• **Article**:
Johnnie Robert Wright — who made significant contributions as a solo
artist, a member of innovative duo Johnnie & Jack and, most famously,
as the lifelong partner to Queen of Country Music Kitty Wells – died
Tuesday morning at his Madison home. He was 97.


With Johnnie & Jack, Mr. Wright introduced Latin rhythms into country
music and scored hits included “Ashes of Love,” “Poison Love” and
“(Oh
Baby Mine) I Get So Lonely.” As a solo artist, Mr. Wright billed
himself as “Johnny Wright” and had a No. 1 hit with the Tom T. Hall-
penned “Hello Vietnam.”


And from the time he married 18-year-old Muriel Deason in 1937, he
was
an integral part of her career: Mr. Wright gave Deason the stage name
“Kitty Wells,” he brought her the landmark hit “It Wasn’t God Who
Made
Honky Tonk Angels,” he offered her headline status on package shows
at
a time when females were unfailingly relegated to sub-prime
positioning, and he was a constant as a sounding board, business
advisor and husband.


Mr. Wright grew up in Mt. Juliet, at the time a bucolic, country
community. As a boy, he listened regularly to WSM’s Grand Ole Opry,
wiggling a wire on a crystal radio set to improve the signal. His
chief childhood thrill came at when Opry star Uncle Jimmy Thompson
would make semi-regular visits to a Mt. Juliet feed store for
impromptu performances.


“He had a woman with him called Becky Bruce,” Wright told a Nashville
audience in 2000. “Uncle Jimmy had this little old Ford truck, and
he’d come in and get this fiddle out. He’d fiddle, and that woman
would start dancing… and I’d get out there and start dancing, too.”


Muriel Deason came into the picture when Mr. Wright’s sister, Bessie,
married and moved in next door to the Deason family in Nashville.
Five
years’ Deason’s senior, Mr. Wright was smitten when he heard the
teenager sing and play guitar. She was impressed by his musicianship
and by the fact that he owned a car.

• **Dataset**:
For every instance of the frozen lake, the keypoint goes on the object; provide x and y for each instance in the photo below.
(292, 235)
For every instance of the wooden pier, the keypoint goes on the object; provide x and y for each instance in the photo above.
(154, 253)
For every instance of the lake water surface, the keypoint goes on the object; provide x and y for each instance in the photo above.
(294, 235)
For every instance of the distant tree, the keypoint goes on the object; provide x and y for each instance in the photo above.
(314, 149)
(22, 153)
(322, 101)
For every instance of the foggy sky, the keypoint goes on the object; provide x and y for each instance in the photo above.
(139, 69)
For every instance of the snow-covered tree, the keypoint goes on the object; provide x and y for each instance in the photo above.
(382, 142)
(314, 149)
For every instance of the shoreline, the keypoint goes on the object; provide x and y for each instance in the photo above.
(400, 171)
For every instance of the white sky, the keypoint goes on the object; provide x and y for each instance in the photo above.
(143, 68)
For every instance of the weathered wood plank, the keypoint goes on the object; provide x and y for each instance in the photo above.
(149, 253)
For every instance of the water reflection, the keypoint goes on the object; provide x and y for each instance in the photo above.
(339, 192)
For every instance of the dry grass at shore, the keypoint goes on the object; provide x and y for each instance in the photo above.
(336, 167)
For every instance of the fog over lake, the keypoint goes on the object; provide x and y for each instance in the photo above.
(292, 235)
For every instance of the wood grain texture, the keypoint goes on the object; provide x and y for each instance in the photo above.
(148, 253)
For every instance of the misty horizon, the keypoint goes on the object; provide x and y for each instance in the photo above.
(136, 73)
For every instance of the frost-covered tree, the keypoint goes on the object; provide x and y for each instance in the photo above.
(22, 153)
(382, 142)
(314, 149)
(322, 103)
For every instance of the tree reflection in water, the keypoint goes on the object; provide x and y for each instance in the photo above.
==
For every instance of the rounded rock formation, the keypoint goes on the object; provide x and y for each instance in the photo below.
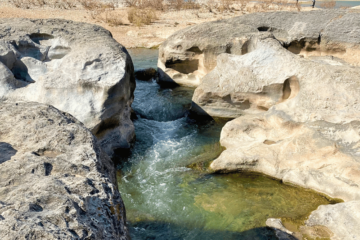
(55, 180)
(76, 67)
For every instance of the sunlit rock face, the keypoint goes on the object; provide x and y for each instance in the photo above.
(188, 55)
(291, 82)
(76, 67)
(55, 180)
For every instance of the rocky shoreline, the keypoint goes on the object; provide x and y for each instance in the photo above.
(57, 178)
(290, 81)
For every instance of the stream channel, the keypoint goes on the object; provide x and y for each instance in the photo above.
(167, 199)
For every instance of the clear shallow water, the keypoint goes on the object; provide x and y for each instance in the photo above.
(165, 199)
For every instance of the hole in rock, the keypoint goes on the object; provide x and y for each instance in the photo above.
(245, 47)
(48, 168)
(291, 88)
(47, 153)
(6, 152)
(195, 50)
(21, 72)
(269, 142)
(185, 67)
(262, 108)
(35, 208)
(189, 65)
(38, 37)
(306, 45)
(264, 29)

• **Task instructions**:
Reproduce the passage of the Johnnie Wright article between "And from the" and "advisor and husband.", inclusive, changing "husband" to "spouse".

• **Result of the task**:
And from the time he married 18-year-old Muriel Deason in 1937, he
was
an integral part of her career: Mr. Wright gave Deason the stage name
“Kitty Wells,” he brought her the landmark hit “It Wasn’t God Who
Made
Honky Tonk Angels,” he offered her headline status on package shows
at
a time when females were unfailingly relegated to sub-prime
positioning, and he was a constant as a sounding board, business
advisor and spouse.